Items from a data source
◇ ◇ ◇ ◇ ◇ ◇ ◇

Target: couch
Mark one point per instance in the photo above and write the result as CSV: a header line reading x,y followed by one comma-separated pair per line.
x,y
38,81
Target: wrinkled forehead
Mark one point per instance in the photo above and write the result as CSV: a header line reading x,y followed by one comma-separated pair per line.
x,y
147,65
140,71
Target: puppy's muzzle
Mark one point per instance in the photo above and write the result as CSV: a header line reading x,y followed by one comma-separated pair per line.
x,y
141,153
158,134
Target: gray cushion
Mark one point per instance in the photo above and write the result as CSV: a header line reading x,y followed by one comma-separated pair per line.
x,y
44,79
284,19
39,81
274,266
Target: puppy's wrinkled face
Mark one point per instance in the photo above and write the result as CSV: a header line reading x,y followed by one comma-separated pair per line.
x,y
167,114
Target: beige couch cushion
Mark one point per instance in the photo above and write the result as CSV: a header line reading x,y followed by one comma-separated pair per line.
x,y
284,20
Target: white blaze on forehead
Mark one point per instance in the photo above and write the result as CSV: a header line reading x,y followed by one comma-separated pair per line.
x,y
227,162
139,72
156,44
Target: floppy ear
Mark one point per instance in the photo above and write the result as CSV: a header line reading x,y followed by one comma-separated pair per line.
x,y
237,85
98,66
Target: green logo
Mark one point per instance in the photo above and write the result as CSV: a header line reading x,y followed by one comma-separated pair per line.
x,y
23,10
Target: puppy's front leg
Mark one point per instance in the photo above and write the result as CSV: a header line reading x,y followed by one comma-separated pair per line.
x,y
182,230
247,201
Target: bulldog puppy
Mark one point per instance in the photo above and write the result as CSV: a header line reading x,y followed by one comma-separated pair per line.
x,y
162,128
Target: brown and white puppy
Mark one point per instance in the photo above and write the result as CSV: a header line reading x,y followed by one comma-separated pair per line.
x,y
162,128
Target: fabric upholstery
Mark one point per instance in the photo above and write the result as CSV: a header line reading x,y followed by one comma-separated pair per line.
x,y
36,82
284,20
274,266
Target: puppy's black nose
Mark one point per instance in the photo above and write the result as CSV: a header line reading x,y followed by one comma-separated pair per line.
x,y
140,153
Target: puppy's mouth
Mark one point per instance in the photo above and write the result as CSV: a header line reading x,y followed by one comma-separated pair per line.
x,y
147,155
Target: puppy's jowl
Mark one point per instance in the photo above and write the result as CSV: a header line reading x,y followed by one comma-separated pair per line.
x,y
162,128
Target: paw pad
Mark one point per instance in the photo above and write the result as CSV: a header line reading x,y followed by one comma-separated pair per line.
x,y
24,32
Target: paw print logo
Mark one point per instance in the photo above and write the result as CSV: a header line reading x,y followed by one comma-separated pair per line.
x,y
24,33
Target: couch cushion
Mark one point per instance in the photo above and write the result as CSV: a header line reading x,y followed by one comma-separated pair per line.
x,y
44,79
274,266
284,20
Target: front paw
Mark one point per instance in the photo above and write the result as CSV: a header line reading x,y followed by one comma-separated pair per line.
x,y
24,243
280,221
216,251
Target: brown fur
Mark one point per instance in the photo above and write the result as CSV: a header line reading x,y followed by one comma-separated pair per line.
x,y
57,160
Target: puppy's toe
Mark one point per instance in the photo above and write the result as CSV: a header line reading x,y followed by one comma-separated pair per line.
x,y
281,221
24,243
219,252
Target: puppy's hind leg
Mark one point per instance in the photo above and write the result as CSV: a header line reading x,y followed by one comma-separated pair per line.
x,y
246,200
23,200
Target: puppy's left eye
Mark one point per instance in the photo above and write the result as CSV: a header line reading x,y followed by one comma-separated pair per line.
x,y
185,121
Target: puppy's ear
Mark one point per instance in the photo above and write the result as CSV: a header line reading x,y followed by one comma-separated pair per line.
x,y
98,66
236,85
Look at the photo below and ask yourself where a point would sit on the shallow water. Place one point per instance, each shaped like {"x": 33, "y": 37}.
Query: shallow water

◇ ◇ ◇ ◇ ◇ ◇ ◇

■ What this task involves ■
Every record, from the first to the last, should be transcribed exactly.

■ Task output ■
Target: couch
Mark one point per instance in the photo above and write the result as CSV: a header line reading x,y followed by one comma-separated pair per line.
x,y
38,81
Target: wrinkled forehead
Mark one point per instance in the photo above and write the result as CSV: a header line reading x,y followed by one comma-separated pair per line.
x,y
147,65
140,71
Target: puppy's muzzle
Mark one point per instance in the photo above and write the result as CSV: a header line reading x,y followed by one comma-separated pair per line.
x,y
141,153
158,134
Target: gray cushion
Mark one point per instance in the photo above and write the result as CSV: a header line reading x,y followed by one comma-separated pair per line.
x,y
44,79
284,19
39,81
274,266
Target: puppy's wrinkled face
Mark one point per instance in the photo above and write the result as CSV: a header line reading x,y followed by one comma-separated pair per line.
x,y
167,114
Target: beige couch cushion
Mark one point per instance in the photo above and write the result as CSV: a header line reading x,y followed by one comma-separated pair per line.
x,y
284,20
Target: white blaze on forehead
Mark one point per instance in the photo above and write the result as CSV: a header line reading x,y followed by one comma-separated pair per line.
x,y
227,162
139,72
156,44
Target: floppy ear
Mark one point per instance in the photo above and write the result as CSV: a header line reading x,y followed by one comma-separated pair per line.
x,y
237,85
98,66
Target: green logo
Mark one point per instance in the photo above and write the result as CSV: a header line reading x,y followed by one comma-separated pair per line.
x,y
23,10
Target: puppy's front leg
Mark one point per instance in the photo above and write the result as CSV: a header line reading x,y followed by one comma-separated pair per line.
x,y
182,230
247,201
Target: bulldog puppy
Mark one point per instance in the photo above and write the result as CSV: a header line reading x,y followed by one comma-separated pair per line.
x,y
162,128
Target: brown and white puppy
Mark one point per instance in the photo above and write the result as CSV: a header line reading x,y followed by one comma-separated pair per line.
x,y
162,128
Target: fabric upholstery
Mark one point per instance in the photo above and write the result as CSV: a header line reading x,y followed by one comma-separated pair per line.
x,y
36,82
284,20
274,266
Target: puppy's black nose
Mark one point per instance in the photo above and write the result as CSV: a header line reading x,y followed by one comma-separated pair per line.
x,y
140,153
Target: puppy's mouth
Mark one point per instance in the photo above and write the result as CSV: a header line reading x,y followed by one comma-separated pair per line.
x,y
147,155
Target: puppy's jowl
Mark one point per instance in the photo above and write the result as CSV: a header line reading x,y followed by one comma-separated pair per line.
x,y
162,128
Target: paw pad
Mark one point per instance in the photo above and write the result as CSV: a header line reading x,y followed by one comma-separated pair per line.
x,y
24,32
Target: paw print logo
Mark one point per instance in the photo above and write the result as CSV: a header line reading x,y followed by one comma-separated pair per line.
x,y
24,33
Target: couch cushion
Mark one point per instance in the photo above and write the result as CSV: a header line reading x,y followed by one comma-separated pair per line.
x,y
44,79
274,266
284,20
Target: front paw
Mark one point per instance in the photo above and write the result as CSV: a header line reading x,y followed by one comma-separated pair per line.
x,y
24,243
280,221
216,251
Target: brown fur
Mark one point per instance in the photo above and write the result as CSV: a header line reading x,y followed by one comma-separated pair per line.
x,y
57,160
Target: puppy's toe
Mark one point per instance in the photo above and write the result as CSV: a header line reading x,y followed by one comma-separated pair per line.
x,y
281,221
24,243
219,252
Target: puppy's hind leg
Mark one point per instance in the photo above and write the result as CSV: a header line reading x,y followed by one comma-separated pair per line.
x,y
246,200
23,200
Target: puppy's left eye
Mark one point per instance in the photo above and write the result as CSV: a header line reading x,y followed by one comma-separated pair per line.
x,y
185,121
Target: puppy's ear
Mark one point per instance in the photo above and write the result as CSV: a header line reading x,y followed by one comma-separated pair per line.
x,y
98,66
236,85
Look at the photo below and ask yourself where a point would sit on the shallow water. Place one point per instance, each shaped like {"x": 33, "y": 37}.
Query: shallow water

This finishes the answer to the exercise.